[Start of EXCERPTED RECORDS]

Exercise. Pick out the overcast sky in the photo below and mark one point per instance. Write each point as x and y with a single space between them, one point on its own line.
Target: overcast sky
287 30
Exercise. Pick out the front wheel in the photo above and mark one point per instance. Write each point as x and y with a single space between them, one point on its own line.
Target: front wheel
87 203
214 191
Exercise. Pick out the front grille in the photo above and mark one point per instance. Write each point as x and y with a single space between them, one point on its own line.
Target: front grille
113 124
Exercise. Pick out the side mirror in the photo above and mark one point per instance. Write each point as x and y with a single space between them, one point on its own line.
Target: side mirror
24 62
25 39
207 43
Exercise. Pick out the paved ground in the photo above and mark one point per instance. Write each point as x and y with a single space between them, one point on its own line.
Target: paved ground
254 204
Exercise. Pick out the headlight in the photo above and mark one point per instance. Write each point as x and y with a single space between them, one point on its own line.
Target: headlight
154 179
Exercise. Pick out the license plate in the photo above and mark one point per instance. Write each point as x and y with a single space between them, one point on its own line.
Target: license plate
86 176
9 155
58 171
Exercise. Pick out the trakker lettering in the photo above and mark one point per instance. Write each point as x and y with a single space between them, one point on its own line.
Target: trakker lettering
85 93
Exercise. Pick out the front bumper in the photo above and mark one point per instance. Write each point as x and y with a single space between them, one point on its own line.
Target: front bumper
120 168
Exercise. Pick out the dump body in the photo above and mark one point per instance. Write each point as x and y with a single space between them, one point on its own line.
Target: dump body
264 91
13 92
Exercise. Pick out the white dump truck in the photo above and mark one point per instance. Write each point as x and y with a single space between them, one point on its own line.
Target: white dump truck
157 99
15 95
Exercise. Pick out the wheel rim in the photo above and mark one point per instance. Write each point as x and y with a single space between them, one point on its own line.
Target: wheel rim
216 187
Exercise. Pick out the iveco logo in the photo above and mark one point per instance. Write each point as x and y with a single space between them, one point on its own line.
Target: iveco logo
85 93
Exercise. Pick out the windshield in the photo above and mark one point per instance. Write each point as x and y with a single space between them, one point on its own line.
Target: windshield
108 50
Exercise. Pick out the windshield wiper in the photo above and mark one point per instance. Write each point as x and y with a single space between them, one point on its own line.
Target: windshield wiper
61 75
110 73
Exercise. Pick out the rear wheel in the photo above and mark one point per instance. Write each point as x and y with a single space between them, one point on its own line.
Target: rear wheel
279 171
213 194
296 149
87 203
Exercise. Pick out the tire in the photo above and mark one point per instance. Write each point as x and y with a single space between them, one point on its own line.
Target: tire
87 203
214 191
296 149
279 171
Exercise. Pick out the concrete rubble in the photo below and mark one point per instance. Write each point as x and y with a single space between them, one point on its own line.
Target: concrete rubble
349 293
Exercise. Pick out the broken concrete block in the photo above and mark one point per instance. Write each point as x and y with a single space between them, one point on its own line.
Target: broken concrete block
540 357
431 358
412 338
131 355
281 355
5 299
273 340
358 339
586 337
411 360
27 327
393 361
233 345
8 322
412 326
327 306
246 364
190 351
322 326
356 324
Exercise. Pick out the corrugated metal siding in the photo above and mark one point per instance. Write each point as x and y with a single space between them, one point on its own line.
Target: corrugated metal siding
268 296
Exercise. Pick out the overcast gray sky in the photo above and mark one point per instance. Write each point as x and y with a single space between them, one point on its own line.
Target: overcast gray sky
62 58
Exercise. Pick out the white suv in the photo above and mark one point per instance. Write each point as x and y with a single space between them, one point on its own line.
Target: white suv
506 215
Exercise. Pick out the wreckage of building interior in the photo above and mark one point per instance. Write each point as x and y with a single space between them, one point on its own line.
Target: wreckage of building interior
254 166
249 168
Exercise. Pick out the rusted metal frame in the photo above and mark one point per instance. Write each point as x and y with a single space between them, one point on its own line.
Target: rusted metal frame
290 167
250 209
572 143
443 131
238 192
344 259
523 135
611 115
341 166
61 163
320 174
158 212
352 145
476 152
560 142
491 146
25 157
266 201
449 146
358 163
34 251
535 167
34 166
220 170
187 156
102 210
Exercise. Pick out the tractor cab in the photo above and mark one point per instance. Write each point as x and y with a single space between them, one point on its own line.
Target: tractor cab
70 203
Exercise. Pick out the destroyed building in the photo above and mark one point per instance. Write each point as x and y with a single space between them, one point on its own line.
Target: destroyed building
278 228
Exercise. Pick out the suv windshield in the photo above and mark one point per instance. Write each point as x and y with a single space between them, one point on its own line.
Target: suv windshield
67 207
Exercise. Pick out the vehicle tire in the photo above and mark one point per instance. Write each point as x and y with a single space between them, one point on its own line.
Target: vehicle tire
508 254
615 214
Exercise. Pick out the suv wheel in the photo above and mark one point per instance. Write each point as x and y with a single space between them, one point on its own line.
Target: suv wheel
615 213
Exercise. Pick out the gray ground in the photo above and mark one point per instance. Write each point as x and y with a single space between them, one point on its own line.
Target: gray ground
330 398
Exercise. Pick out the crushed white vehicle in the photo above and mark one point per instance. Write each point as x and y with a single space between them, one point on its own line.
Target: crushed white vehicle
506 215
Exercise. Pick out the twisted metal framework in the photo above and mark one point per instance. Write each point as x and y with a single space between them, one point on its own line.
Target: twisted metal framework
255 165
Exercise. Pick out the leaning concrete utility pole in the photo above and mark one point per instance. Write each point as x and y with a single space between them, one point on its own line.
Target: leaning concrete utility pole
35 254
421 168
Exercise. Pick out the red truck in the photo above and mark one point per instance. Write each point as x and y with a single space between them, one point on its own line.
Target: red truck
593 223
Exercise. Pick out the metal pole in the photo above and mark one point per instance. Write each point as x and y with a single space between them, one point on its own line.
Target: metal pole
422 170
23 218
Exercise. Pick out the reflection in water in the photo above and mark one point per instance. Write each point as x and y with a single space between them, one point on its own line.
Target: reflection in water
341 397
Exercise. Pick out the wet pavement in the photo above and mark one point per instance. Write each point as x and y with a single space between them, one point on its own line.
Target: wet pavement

[End of EXCERPTED RECORDS]
[Start of EXCERPTED RECORDS]

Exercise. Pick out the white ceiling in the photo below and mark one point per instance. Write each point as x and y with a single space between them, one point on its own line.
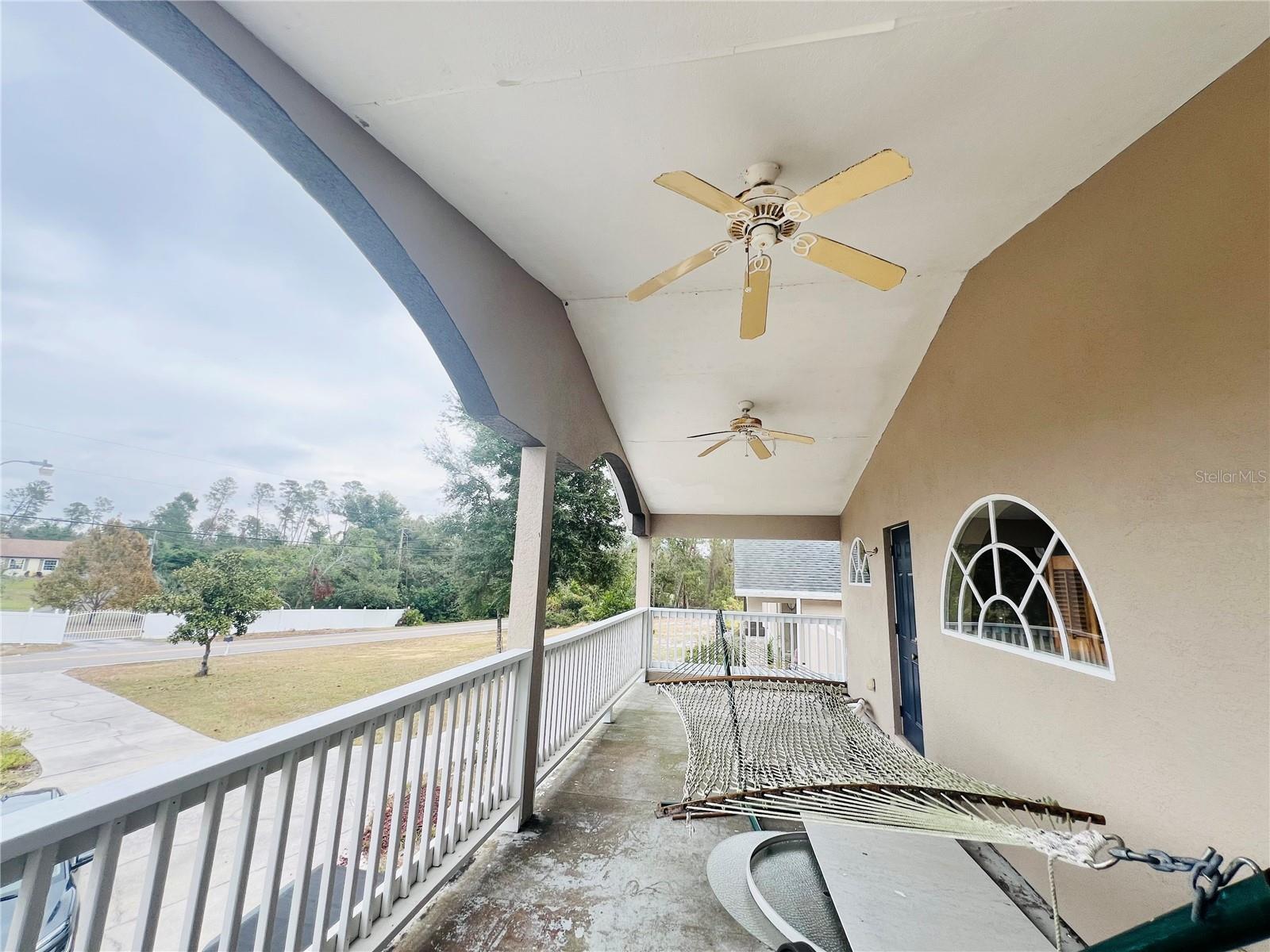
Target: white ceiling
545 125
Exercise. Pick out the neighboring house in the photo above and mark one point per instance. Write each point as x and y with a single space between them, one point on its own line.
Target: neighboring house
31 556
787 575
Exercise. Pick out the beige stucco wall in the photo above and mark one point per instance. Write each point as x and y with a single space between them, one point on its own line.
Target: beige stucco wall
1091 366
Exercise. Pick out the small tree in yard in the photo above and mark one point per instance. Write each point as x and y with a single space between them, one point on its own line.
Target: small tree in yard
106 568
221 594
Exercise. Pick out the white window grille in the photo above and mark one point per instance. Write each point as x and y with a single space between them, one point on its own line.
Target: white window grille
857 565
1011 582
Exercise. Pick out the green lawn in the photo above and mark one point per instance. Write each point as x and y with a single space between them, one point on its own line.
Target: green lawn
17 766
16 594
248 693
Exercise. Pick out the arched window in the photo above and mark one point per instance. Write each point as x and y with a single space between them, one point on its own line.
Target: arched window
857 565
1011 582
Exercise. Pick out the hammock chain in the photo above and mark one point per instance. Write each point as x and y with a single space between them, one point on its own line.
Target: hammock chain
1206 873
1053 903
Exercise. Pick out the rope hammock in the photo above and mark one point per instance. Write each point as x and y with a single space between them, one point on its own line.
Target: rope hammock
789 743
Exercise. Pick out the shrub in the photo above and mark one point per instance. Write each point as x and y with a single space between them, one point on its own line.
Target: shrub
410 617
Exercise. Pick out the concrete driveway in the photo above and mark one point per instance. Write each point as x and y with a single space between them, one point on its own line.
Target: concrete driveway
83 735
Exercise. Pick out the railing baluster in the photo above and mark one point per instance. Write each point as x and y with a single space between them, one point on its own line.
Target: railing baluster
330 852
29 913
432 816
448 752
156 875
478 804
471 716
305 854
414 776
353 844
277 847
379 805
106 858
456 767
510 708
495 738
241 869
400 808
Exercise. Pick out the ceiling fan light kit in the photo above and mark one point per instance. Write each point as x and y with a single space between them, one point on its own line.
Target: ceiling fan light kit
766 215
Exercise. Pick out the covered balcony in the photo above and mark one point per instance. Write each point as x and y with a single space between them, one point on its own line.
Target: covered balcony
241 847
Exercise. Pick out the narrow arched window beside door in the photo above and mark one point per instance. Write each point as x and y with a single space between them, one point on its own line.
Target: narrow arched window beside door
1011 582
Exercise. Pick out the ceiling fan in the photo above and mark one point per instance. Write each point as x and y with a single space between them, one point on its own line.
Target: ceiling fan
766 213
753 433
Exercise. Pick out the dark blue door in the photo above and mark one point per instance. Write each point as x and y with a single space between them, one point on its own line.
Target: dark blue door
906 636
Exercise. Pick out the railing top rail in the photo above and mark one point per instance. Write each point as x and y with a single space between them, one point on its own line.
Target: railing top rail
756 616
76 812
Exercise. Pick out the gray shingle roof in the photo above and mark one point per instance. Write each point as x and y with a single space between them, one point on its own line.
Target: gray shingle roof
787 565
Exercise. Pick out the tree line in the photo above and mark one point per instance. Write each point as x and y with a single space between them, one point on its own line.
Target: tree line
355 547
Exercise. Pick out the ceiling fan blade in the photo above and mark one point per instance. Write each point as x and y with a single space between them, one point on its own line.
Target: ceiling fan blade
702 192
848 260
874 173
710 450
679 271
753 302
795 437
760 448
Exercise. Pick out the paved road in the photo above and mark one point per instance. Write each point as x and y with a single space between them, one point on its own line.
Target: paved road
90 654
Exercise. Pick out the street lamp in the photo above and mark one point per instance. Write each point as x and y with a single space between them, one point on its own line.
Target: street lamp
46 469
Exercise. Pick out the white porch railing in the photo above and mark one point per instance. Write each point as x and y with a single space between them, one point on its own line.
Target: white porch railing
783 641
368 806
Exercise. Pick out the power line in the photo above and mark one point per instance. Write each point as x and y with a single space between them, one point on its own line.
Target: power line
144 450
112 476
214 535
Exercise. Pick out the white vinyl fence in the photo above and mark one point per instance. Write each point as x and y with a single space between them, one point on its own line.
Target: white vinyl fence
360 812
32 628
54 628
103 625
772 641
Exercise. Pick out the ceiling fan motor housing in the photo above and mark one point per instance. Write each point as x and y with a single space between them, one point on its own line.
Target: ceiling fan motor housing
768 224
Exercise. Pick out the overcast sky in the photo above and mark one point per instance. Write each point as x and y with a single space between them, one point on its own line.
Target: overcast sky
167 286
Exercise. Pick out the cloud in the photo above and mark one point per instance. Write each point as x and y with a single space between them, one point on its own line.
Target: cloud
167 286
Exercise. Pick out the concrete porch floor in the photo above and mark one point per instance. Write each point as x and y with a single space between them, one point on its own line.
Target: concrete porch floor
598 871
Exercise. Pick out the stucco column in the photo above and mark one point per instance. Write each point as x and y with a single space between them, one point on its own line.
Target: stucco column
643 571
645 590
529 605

[End of EXCERPTED RECORDS]

List every line in the records above that contains the string "yard", paying attention to case.

▶ COMPLETE ANSWER
Exercise. Pick out the small tree in yard in the photo above and mark one point per instance. Write each point as x and y with a single space between them, one point on its own line.
Target: small tree in yard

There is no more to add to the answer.